Print every line of the data word for word.

_Entries supplied_.
┌──

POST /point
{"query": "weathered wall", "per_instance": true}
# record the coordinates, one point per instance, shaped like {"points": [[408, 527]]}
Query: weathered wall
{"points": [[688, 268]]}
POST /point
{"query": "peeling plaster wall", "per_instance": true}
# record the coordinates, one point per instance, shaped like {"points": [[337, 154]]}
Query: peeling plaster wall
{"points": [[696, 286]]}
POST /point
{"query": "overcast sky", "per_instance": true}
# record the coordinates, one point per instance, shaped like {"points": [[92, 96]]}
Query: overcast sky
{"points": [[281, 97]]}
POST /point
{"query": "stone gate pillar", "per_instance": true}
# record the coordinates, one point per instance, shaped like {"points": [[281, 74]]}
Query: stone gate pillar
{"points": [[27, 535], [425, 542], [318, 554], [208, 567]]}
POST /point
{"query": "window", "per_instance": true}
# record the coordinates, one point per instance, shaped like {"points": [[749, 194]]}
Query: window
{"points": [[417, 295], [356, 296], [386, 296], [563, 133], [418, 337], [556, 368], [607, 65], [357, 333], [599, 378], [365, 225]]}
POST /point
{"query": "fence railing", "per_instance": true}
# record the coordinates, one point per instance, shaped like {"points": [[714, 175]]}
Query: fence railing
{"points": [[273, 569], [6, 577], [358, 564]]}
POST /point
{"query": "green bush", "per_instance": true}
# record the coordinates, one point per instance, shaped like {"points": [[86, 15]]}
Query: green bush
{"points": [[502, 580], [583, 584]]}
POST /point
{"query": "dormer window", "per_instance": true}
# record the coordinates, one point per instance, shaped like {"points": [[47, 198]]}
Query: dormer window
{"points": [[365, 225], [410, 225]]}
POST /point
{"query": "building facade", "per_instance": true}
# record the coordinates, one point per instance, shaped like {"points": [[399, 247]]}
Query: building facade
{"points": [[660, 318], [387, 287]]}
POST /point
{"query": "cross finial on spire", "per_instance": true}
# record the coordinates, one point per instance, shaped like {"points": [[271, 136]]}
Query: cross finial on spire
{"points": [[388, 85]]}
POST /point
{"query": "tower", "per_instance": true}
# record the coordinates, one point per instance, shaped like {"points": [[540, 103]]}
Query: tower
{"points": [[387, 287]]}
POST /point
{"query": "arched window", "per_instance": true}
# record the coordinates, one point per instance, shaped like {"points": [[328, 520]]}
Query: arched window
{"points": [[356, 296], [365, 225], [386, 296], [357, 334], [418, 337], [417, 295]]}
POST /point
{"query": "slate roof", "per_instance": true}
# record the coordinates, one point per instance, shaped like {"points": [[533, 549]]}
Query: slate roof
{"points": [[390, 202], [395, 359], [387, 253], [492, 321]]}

└──

_Solution for this problem_.
POST /point
{"query": "weathered wall", "per_instance": true}
# record the coordinates, one point per instance, shaped like {"points": [[408, 527]]}
Query: weathered wall
{"points": [[688, 268]]}
POST /point
{"query": "peeling plaster wall", "per_instance": true}
# record the coordinates, one point per instance, shaped like {"points": [[337, 154]]}
Query: peeling plaster wall
{"points": [[696, 286]]}
POST /point
{"query": "overcast sky", "per_instance": true}
# record the coordinates, one point per instance, shaped like {"points": [[92, 96]]}
Query: overcast sky
{"points": [[281, 97]]}
POST /point
{"query": "stone gate pillar", "per_instance": true}
# record the coordinates, one point per instance, shaped like {"points": [[281, 74]]}
Query: stone gate pillar
{"points": [[27, 535], [425, 542], [318, 554], [208, 567]]}
POST /point
{"query": "window", "per_instance": true}
# record the coordinates, one point per instance, shaped like {"points": [[749, 194]]}
Query: window
{"points": [[417, 295], [356, 296], [386, 296], [563, 133], [418, 337], [556, 368], [607, 65], [357, 333], [599, 378], [365, 225]]}
POST /point
{"query": "fence railing", "per_instance": true}
# record the coordinates, one point per instance, shaped like {"points": [[714, 175]]}
Query: fence railing
{"points": [[273, 569], [6, 577], [358, 564]]}
POST /point
{"query": "green bush", "per_instance": true}
# record the coordinates, one point per instance, shaped like {"points": [[86, 15]]}
Query: green bush
{"points": [[502, 580], [583, 584]]}
POST /point
{"query": "dormer window", "per_instance": true}
# record the coordinates, one point per instance, shaped like {"points": [[47, 198]]}
Query: dormer window
{"points": [[365, 225], [410, 225]]}
POST /point
{"query": "building facade", "per_instance": true}
# record the coordinates, one point per instance, shaped like {"points": [[399, 247]]}
Query: building facade
{"points": [[660, 318], [387, 287]]}
POST /point
{"query": "cross finial on spire", "per_instance": true}
# record the coordinates, one point per instance, shaped like {"points": [[271, 136]]}
Query: cross finial on spire
{"points": [[388, 85]]}
POST /point
{"query": "tower", "per_instance": true}
# record the coordinates, one point per instance, shaped like {"points": [[540, 103]]}
Query: tower
{"points": [[387, 287]]}
POST /point
{"query": "arched window", "per_instance": true}
# record the coordinates, one point per instance, shaped like {"points": [[328, 520]]}
Query: arched window
{"points": [[356, 296], [365, 225], [386, 296], [357, 334], [418, 337], [417, 295]]}
POST /point
{"query": "slate roof", "per_instance": true}
# record the coordinates, one point per instance, shaped like {"points": [[533, 549]]}
Query: slate roof
{"points": [[390, 202], [395, 359], [387, 253], [492, 321]]}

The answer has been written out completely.